#### [REQUIREMENTS]
Print each line of the listing once more, precisely as given.

---+---

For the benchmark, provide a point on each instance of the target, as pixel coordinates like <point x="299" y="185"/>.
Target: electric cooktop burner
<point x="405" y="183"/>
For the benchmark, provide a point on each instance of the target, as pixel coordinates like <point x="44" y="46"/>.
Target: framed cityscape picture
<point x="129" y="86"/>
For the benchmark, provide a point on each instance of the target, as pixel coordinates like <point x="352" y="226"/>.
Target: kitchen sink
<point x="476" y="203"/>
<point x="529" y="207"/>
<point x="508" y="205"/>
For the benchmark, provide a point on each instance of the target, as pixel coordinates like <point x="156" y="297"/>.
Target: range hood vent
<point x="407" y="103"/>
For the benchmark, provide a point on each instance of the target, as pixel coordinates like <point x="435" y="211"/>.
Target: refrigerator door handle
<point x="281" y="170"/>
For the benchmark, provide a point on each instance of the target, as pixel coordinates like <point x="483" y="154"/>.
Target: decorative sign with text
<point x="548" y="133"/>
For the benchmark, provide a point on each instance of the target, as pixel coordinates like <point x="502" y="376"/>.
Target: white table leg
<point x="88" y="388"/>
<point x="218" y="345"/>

---+---

#### [EXPECTED ANSWER]
For the benchmark, provide a point on each instance of the target, as pixel coordinates like <point x="299" y="185"/>.
Target: electric cooktop burner
<point x="405" y="183"/>
For the benchmark, provide a point on each instance of the target, as pixel coordinates like <point x="44" y="46"/>.
Target: framed cityscape picture
<point x="129" y="86"/>
For the benchmark, provide a point on each instance of the target, as pixel coordinates like <point x="352" y="226"/>.
Target: kitchen sink
<point x="476" y="203"/>
<point x="529" y="207"/>
<point x="508" y="205"/>
For the benchmark, provide a point on each instance of the target, as pixel coordinates like <point x="156" y="297"/>.
Target: range hood vent
<point x="407" y="103"/>
For the benchmark, provide a point on each instance of the target, as pixel coordinates like <point x="435" y="211"/>.
Target: refrigerator door handle
<point x="281" y="170"/>
For the benchmark, provide a point on each instance of the target, as pixel coordinates like <point x="483" y="154"/>.
Target: decorative sign with text
<point x="548" y="133"/>
For the benchmark, provide a point on each instance of the target, as pixel coordinates like <point x="502" y="376"/>.
Target: white table leg
<point x="88" y="388"/>
<point x="218" y="345"/>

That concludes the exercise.